For Mozilla’s Project Common Voice, Kelly Davis collects the largest possible array of voices. For a future in which everyone can talk to computers and not just a few. What does a future require, to be a good one? Does innovation always mean that we have to abandon the stuff we used to value?
Few have the gift of foreseeing the outlines of the future – as a space for aspiration to bloom, and where values and remembrance coexist. Long before Siri broke into our conversations or Amazon’s Echo eavesdropped on our domestic secrets, Kelly Davis, Manager of the Machine Learning Group at Mozilla, had a clear vision of how we could speak to computers in a way that would benefit all.
We meet Kelly at the Teehaus of the Englischer Garten at Berlin’s Botanical Gardens, one of his favorite spots. It’s also a place with history. The Teehaus sits on the foundations of the house owned by German theater legend Gustav Gründgens. It was built in 1952 to celebrate the inauguration of the English Garden, which is itself a homage to British-German collaboration during the Berlin blockade. It’s early, and the tea house is closed, so we set off for a walk. Soft haze touches the regiments of flowers.
values all human beings
There are other elegant consistencies Kelly admires as much as the beauty of these gardens. They have been a constant in a life devoted to creating a future that values all human beings, rather than chasing ephemeral thrills. His style, a nod to the Roaring Twenties with a flat cap, suspenders and highly polished spectacles, is one of these constants. “It’s a style that suits me. I just like it.”
Having the freedom to be who you are. Being aware that notions like participation, diversity and opportunity are shared human rights among all individuals. That’s the thread that runs through all Kelly’s work.
Project Common Voice, run by Kelly and his team at Mozilla with the help of a host of voluntary contributors, aims to rethink and redefine the rules of speech recognition technologies towards a more ethical approach to the world.
A speech recognition project against monopolism
This ethical sense had been stirring in Kelly for ages. In the early years of the millennium, Kelly founded a start-up with a friend to develop speech recognition technology to make it easier to search the web on mobile devices. Before that they both worked at a start-up that wrote dialog systems which could converse naturally with their users. But lack of funding scuppered the project. An ever-present danger because, in order to develop such technologies, you need massive amounts of data. Data that programmers are feeding into machines so that all that circuitry can understand our inquiries and spit out great answers. For Kelly, “One of the key issues is that all the big companies are holding the data, they silo it, and all small companies have, besides paying the bigger ones, no way in.”

::::::::

▶ [Stated task]: What role does Kelly Davis hold at Mozilla, according to the Kelly Davis profile?

▶ [Information provided]:
::::::::

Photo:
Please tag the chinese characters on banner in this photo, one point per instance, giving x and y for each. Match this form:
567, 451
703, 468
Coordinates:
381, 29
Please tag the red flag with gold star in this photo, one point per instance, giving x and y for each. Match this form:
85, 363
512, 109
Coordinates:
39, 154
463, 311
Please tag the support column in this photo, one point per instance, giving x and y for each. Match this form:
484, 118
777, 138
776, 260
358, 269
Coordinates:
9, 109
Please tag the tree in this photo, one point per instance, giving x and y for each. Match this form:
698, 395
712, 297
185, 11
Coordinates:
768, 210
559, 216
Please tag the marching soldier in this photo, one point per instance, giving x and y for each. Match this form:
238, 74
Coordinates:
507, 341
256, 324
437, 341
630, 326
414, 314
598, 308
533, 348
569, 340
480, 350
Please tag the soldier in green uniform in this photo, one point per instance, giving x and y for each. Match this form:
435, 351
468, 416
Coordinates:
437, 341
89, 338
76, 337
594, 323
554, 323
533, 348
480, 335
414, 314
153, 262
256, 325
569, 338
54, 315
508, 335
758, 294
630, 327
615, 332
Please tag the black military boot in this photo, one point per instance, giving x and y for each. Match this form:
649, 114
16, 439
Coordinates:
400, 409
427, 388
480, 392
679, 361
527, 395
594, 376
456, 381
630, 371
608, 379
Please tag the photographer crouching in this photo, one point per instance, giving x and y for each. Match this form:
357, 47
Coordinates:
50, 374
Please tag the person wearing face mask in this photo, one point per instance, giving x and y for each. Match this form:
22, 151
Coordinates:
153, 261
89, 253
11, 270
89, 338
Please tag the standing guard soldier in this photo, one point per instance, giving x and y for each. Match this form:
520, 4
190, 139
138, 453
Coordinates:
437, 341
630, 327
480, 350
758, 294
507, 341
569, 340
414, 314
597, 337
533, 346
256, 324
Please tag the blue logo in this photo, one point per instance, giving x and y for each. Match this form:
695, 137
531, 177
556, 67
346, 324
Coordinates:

::::::::

▶ [Result]: Manager of the Machine Learning Group